### TEXTO PARA ANÁLISE
◆ ◆ ◆ ◆ ◆ ◆ ◆

Isilda Faria é uma das doentes que lutam para fazer valer os seus direitos. Teve cancro da mama há três anos, mas há sete que tenta a reforma por invalidez devido à fibromialgia. “No mês passado voltei a meter os papéis, todos os anos tento. Estou com uma baixa sem vencimento e recebo o RSI [rendimento social de inserção], mas acho que mereço a reforma e não o RSI”, desabafa. Natural de Matosinhos, explica que não consegue manter o emprego, que exige demasiado esforço físico – fazia limpezas numa moradia de um sindicato. “Eram três andares e grandes pátios para limpar e eu já não aguentava.” Isilda começou por reduzir a carga horária de oito para quatro horas diárias, mas deixou de conseguir. “Os médicos dizem que não posso trabalhar, mas a junta médica diz que sim.” Com 54 anos e a viver com 260 euros por mês, Isilda pediu ajuda à Ordem dos Advogados para mediar o processo de pedido da reforma.

◆ ◆ ◆ ◆ ◆ ◆ ◆

### TAREFAS
a. Indique se cada afirmação está de acordo com o texto sobre Isilda Faria. Responda sim ou não e cite as palavras do texto que o justificam: (i) Isilda Faria tenta obter a reforma por invalidez há sete anos. (ii) Isilda trabalhava em limpezas num hospital. (iii) Isilda vive com 260 euros por mês.
b. Continue o texto sobre Isilda Faria a partir da última frase apresentada.

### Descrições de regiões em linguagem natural
◆ ◆ ◆ ◆ ◆ ◆ ◆

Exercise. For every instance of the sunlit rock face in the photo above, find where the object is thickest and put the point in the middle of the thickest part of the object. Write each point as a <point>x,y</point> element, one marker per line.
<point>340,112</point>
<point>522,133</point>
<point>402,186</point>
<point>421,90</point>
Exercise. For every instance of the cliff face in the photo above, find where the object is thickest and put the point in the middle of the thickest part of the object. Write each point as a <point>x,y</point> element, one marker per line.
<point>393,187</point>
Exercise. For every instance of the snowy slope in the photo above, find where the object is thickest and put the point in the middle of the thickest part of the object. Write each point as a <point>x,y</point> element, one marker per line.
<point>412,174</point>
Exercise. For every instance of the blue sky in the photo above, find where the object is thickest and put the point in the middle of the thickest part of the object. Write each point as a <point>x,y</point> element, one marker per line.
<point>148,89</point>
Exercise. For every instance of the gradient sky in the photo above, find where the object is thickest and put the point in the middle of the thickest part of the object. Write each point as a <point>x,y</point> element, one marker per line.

◆ ◆ ◆ ◆ ◆ ◆ ◆

### RESPOSTAS
a.
(i) Sim: "há sete que tenta a reforma por invalidez devido à fibromialgia".
(ii) Não: "fazia limpezas numa moradia de um sindicato".
(iii) Sim: "a viver com 260 euros por mês".

b.
Apesar de não ter recorrido à LPCC, também aqui chegam muitos casos de pedidos de ajuda para os pedidos de reforma por invalidez. “Às vezes há muitas dificuldades para obter as pensões”, admite André Dias Pereira. O jurista fala ainda de problemas na aquisição de próteses ou nos transportes para consultas não urgentes, cuja doutrina “é diferente de hospital para hospital” – e daí ser necessário às vezes recorrer a pareceres jurídicos da LPCC.
Grande parte do trabalho no apoio a estes doentes é, sem dúvida, “o direito laboral”, aponta Ana Elisabete Ferreira. “Estamos a falar de pessoas com bastante sequelas da doença e dos tratamentos e muitas vezes querem voltar ao trabalho, mas é preciso reajustar as funções que a pessoa desempenha e é necessária essa mediação com o empregador”, acrescenta a jurista. Adiantando que, na maioria dos casos, a situação fica resolvida depois da intervenção jurídica.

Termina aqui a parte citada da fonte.